* _EXERCISE DIRECTIONS_:
The data is to be reproduced in full and without error.

* _Natural-language object grounding data_:
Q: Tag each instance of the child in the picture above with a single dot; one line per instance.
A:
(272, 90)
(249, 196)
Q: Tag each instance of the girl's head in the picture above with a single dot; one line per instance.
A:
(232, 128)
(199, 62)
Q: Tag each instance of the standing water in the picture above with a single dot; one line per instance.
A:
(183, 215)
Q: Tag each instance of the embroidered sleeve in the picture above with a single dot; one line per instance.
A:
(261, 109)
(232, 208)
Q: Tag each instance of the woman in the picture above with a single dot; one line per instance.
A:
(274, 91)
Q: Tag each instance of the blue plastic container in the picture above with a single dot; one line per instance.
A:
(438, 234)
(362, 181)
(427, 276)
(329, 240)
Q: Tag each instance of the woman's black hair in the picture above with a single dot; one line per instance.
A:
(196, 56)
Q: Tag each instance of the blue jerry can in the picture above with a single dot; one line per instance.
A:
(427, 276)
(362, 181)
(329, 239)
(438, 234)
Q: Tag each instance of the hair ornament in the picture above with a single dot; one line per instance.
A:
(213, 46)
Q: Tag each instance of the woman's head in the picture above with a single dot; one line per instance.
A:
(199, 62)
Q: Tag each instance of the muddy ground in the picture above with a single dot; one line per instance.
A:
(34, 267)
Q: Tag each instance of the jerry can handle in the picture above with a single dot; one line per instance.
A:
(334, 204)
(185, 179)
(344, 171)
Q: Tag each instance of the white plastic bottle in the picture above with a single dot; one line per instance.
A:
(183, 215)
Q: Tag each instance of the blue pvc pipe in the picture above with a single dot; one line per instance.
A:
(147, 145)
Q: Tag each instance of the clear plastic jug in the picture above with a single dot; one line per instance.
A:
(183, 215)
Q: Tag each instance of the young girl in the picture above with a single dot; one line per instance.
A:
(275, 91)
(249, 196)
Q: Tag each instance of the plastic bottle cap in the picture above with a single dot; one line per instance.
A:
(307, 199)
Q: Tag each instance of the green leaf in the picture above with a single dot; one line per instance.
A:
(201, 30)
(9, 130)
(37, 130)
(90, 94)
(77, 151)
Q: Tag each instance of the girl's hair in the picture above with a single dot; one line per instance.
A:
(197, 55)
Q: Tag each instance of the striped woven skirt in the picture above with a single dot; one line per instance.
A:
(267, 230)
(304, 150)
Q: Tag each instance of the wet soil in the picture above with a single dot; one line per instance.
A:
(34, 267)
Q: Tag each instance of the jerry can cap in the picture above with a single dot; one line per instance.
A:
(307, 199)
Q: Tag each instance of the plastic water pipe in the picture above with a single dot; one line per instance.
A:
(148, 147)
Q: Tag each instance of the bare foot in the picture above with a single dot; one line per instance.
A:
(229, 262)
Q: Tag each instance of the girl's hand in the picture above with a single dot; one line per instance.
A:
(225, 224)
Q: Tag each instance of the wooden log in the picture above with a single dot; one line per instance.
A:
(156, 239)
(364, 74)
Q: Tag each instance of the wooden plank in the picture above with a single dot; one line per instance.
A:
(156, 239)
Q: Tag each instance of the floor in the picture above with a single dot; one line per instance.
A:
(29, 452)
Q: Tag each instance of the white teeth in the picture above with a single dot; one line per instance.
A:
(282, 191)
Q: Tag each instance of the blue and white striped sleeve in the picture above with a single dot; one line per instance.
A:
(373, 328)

* _SOLVED PROBLEM_:
Q: Tag each instance of the child in the picture above with a single dot; one line per instance.
A:
(272, 90)
(249, 196)
Q: Tag each instance of the girl's head in the picture above with a single dot; one line per instance.
A:
(232, 128)
(199, 62)
Q: Tag each instance of the standing water in the picture above with a single dot; one line per instance.
A:
(183, 215)
Q: Tag each instance of the embroidered sleeve in the picture above with a single dot; one line per instance.
A:
(261, 109)
(232, 208)
Q: Tag each instance of the woman in the picture above with a single dot; one line per instance.
A:
(274, 91)
Q: Tag each instance of the blue plastic container in the picture above with a single dot; one line per instance.
A:
(438, 234)
(362, 181)
(427, 276)
(329, 240)
Q: Tag each instance of the woman's black hair in the picture above with a single dot; one line per instance.
A:
(196, 56)
Q: Tag each instance of the blue jerry can in the picture above with a single dot; one line per instance.
A:
(427, 276)
(362, 181)
(329, 239)
(438, 234)
Q: Tag each instance of the hair ornament in the picture above with a single dot; one line per instance.
A:
(213, 46)
Q: Tag each instance of the woman's head in the picture above with a single dot; one line per instance.
A:
(199, 62)
Q: Tag each instance of the muddy ground in the picture above with a single dot; one line per instance.
A:
(34, 267)
Q: Tag each instance of the jerry can handle in the picture above with a single dot; one line per instance.
A:
(334, 204)
(185, 179)
(344, 171)
Q: Tag each instance of the white plastic bottle in the picture above with a single dot; one line per instance.
A:
(183, 215)
Q: Tag each instance of the blue pvc pipe in the picture above with a single dot; one line per instance.
A:
(147, 145)
Q: Tag each instance of the clear plastic jug in the picture above with a single dot; one line per instance.
A:
(183, 215)
Q: Tag each instance of the young girl in the picture above with a single dot; one line per instance.
A:
(275, 91)
(249, 196)
Q: Tag each instance of the plastic bottle cap in the picture above with a single dot; one line per instance.
A:
(307, 199)
Q: Tag each instance of the green leaf in the picture above with a single dot; one line per instance.
A:
(201, 30)
(9, 130)
(37, 130)
(90, 94)
(77, 151)
Q: Tag each instance of the girl's hair in the picture above with a single dot; one line per instance.
A:
(197, 55)
Q: Tag each instance of the striped woven skirt in the picture above with a single dot; one line per instance.
A:
(267, 230)
(304, 150)
Q: Tag each instance of the wet soil in the picture above with a single dot; one line per instance.
A:
(34, 267)
Q: Tag each instance of the jerry can cap in the picture above with a single dot; one line per instance.
A:
(307, 199)
Q: Tag each instance of the plastic water pipe in the picture above with a single dot; one line per instance.
A:
(148, 147)
Q: Tag each instance of the bare foot in the picture above with a single dot; one line per instance.
A:
(229, 262)
Q: Tag each instance of the girl's hand in the picture above with a single dot; one line per instance.
A:
(225, 224)
Q: Tag each instance of the wooden log in the picture above with a single dot; one line per instance.
A:
(156, 239)
(364, 74)
Q: Tag each instance of the wooden plank in the picture above with a single dot; one line per instance.
A:
(156, 239)
Q: Tag each instance of the floor in the picture above with a single dot; one line per instance.
A:
(29, 452)
Q: Tag each instance of the white teeth in the picture above with a single dot; one line per instance.
A:
(282, 191)
Q: Tag each instance of the blue and white striped sleeve in the picture above with a single dot; one line per instance.
A:
(373, 328)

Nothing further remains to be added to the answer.